Work required - Pull out and copy every line in the records below that contains the word "house". Case matters.

Given data -
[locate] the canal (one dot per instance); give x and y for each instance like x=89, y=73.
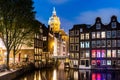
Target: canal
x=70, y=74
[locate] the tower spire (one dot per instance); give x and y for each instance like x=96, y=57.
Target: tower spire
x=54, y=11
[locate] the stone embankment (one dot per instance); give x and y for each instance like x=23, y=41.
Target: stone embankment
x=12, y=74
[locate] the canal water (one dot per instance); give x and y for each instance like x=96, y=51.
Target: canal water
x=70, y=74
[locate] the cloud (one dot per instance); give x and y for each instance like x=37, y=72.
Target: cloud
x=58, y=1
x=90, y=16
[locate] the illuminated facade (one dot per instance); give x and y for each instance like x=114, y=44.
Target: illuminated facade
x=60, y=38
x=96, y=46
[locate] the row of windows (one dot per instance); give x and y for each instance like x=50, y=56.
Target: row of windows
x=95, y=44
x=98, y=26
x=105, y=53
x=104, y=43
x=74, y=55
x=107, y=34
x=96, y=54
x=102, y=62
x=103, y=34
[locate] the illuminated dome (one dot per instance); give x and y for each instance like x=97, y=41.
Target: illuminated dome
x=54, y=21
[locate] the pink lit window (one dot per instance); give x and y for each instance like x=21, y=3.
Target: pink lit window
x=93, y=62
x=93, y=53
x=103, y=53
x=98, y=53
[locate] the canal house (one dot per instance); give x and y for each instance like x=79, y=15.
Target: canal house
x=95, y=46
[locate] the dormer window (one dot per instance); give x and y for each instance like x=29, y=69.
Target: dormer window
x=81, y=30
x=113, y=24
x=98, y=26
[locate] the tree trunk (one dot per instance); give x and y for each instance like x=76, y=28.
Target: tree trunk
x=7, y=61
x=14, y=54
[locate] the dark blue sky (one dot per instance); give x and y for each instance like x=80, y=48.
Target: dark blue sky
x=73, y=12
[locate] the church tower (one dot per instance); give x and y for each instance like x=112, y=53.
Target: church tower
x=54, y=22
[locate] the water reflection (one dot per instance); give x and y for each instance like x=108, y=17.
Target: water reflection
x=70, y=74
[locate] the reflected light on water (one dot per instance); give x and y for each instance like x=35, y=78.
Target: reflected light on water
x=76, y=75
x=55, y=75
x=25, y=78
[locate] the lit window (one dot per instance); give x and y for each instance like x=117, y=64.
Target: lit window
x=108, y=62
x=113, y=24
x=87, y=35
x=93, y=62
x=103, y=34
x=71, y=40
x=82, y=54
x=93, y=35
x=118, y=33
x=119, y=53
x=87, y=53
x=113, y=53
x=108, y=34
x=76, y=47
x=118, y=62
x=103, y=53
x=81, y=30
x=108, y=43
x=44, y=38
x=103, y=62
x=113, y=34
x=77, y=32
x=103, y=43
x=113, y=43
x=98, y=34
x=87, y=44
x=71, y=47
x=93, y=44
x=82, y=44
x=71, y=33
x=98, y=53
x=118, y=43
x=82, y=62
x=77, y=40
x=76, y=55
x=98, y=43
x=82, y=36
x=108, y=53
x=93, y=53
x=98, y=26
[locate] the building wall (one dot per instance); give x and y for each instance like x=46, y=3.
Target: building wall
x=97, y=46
--
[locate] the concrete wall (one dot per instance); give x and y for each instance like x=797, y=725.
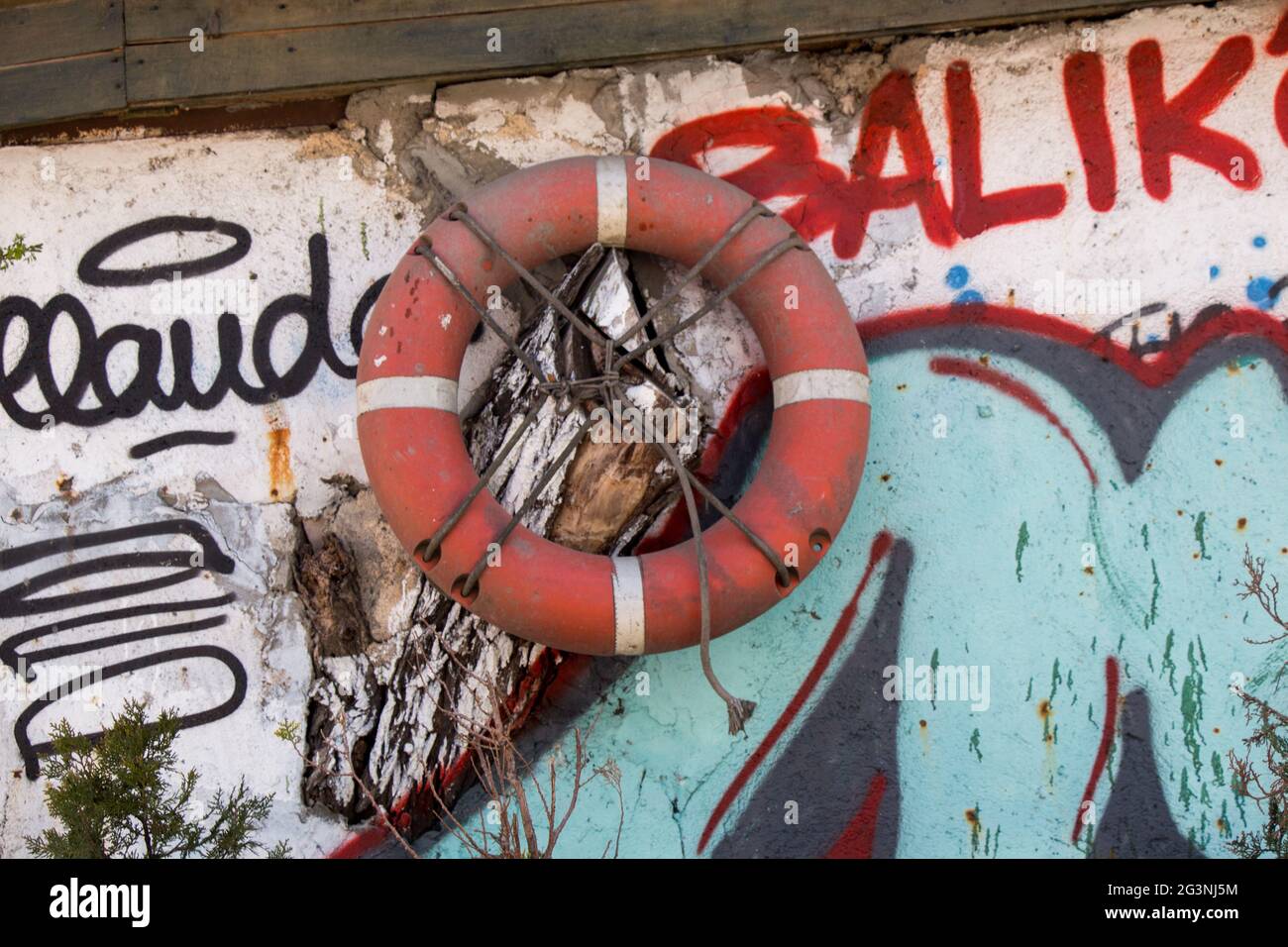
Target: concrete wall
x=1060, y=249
...
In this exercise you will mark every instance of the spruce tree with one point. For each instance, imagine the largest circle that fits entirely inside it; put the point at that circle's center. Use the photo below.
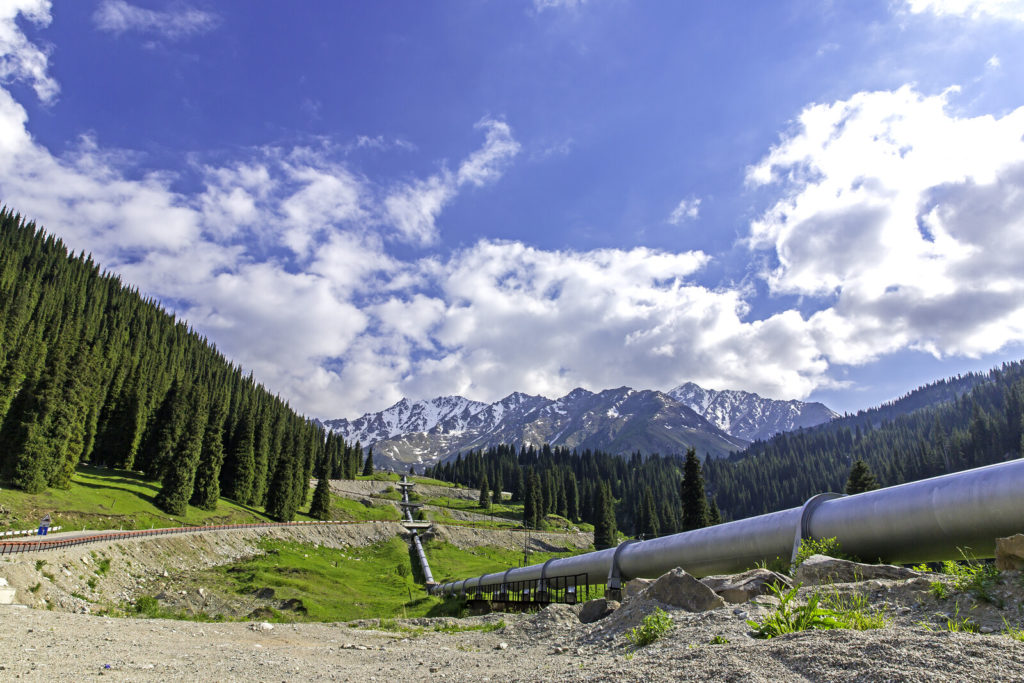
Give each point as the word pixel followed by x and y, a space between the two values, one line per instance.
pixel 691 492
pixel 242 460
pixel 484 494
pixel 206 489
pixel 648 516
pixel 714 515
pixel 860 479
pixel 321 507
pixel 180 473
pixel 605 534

Exercise result -
[locate] the canal house (one dot per instance); give x and y for each instance like x=79, y=15.
Target: canal house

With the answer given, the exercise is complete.